• Passage:
= = = =

It snowed about 15 centimeters of snow during the night before Christmas Eve. I offered to shovel the snow for Tore and spent a good hour or two making sure that all the snow was clear in the places people would park that night, and that paths through the yard and to the house were clear. I enjoyed it because in Seattle we don't get this level of snowfall, so it was a nice change and a chance to play in the snow. It continued to snow throughout the day. Since Norway celebrates Christmas on Christmas Eve rather than Christmas day, and it was snowing on Christmas Ever, I am declaring a white Christmas for this year. Two years in a row! Last year in Seattle,
this year in Hønefoss.

Tore drove
me over to Morton and Vivi's house, about 15 minutes away from Tore's house. I met them as well as their son Øyvind. Their house is built right on the edge of a fjord, and it was incredibly beautiful. Sadly the fjord was not fully frozen over so I couldn't walk on it, but the snow covering it looked gorgeous. Talking with Øyvind, he told me that no one is allowed to build houses that close to the fjord any longer, so his parents are very lucky that they are so close. Also, their house seems to be built in a somewhat similar style to a Viking longhouse, which struck me as very appropriate. Here is the view from their front window out onto the fjord:


Morton and Vivi understand more English than they can speak, just as I understand more Norsk than I can speak. Initially there was some awkward interactions and we mostly worked through Øyvind who acted as a translator. I didn't want the evening to continue like that so I slowly started to increase the amount of Norwegian I attempted to speak until I finally just started going for it, inhibitions left behind. As the evening went on, we all became far more relaxed with one another and we continued to communicate more and more, me with an amazing attempt at pig-Norsk. I think it worked well.

= = = =

• Given records:
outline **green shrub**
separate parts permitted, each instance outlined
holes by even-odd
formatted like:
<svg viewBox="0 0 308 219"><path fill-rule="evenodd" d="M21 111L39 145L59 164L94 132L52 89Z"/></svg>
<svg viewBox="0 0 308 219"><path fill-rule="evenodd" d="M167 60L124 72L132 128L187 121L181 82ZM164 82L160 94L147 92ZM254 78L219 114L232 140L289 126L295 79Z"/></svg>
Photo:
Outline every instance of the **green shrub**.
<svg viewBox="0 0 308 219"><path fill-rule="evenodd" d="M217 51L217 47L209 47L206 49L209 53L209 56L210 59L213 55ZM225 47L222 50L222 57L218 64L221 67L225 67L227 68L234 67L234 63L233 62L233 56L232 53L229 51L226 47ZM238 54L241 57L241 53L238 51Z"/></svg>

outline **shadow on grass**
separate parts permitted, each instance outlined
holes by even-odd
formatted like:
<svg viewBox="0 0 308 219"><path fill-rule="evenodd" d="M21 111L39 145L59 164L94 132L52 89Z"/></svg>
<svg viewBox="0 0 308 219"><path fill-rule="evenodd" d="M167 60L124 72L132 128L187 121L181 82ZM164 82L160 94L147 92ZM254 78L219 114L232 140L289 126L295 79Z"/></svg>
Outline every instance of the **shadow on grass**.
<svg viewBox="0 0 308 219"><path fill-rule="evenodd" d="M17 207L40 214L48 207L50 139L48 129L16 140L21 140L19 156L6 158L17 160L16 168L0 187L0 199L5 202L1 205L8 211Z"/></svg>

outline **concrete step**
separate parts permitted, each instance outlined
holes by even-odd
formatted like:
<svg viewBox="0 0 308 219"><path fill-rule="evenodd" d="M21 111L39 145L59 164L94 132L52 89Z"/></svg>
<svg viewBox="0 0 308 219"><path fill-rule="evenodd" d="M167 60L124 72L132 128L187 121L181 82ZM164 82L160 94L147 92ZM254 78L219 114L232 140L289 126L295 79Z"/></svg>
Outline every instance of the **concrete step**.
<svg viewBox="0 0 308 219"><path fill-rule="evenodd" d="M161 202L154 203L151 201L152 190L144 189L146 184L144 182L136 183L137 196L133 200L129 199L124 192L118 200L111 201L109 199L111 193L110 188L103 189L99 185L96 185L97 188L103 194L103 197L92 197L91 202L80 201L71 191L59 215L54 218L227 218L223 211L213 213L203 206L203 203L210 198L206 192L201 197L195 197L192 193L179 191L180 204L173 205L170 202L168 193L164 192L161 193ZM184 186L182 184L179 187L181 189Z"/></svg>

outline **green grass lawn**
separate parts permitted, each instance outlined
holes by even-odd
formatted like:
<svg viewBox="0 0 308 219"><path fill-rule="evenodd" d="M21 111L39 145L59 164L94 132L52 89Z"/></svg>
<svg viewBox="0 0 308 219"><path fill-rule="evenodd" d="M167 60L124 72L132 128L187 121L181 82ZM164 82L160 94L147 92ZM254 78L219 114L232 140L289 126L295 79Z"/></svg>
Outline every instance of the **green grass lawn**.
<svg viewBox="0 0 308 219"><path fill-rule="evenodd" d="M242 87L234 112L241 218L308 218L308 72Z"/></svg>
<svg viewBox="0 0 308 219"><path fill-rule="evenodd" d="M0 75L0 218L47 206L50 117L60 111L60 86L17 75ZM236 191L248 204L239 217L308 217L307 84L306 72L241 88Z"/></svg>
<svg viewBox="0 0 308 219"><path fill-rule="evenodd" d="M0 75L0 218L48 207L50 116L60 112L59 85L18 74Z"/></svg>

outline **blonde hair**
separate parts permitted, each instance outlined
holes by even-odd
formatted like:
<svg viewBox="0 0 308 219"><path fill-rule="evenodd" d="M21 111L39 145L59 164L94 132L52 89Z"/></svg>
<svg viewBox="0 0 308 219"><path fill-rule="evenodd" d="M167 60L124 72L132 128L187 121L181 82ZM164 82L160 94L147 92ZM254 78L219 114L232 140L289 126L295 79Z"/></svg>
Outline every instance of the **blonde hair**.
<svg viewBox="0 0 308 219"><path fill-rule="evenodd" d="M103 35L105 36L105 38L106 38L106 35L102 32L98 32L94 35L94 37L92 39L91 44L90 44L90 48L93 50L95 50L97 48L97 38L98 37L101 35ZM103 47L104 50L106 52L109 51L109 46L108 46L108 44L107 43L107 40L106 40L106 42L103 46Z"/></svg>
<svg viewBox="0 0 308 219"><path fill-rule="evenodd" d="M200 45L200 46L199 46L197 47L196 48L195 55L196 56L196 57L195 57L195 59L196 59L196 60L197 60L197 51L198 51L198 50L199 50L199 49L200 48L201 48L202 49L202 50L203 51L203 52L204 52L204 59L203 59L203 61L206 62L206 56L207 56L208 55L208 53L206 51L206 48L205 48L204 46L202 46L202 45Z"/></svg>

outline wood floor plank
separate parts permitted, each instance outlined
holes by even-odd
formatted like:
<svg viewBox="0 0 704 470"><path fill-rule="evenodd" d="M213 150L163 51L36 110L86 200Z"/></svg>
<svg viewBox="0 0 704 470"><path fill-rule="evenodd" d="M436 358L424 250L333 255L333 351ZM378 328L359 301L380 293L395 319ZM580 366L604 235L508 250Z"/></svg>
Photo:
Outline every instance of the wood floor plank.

= = = =

• Exercise instructions:
1. Reproduce the section of the Christmas account that opens with the words "Morton and Vivi understand" and closes with "it worked well.", substituting "interpreter" for "translator".
2. Name every person mentioned by name in the Christmas account.

• Written answers:
1.
Morton and Vivi understand more English than they can speak, just as I understand more Norsk than I can speak. Initially there was some awkward interactions and we mostly worked through Øyvind who acted as a interpreter. I didn't want the evening to continue like that so I slowly started to increase the amount of Norwegian I attempted to speak until I finally just started going for it, inhibitions left behind. As the evening went on, we all became far more relaxed with one another and we continued to communicate more and more, me with an amazing attempt at pig-Norsk. I think it worked well.

2. Tore, Morton, Vivi, Øyvind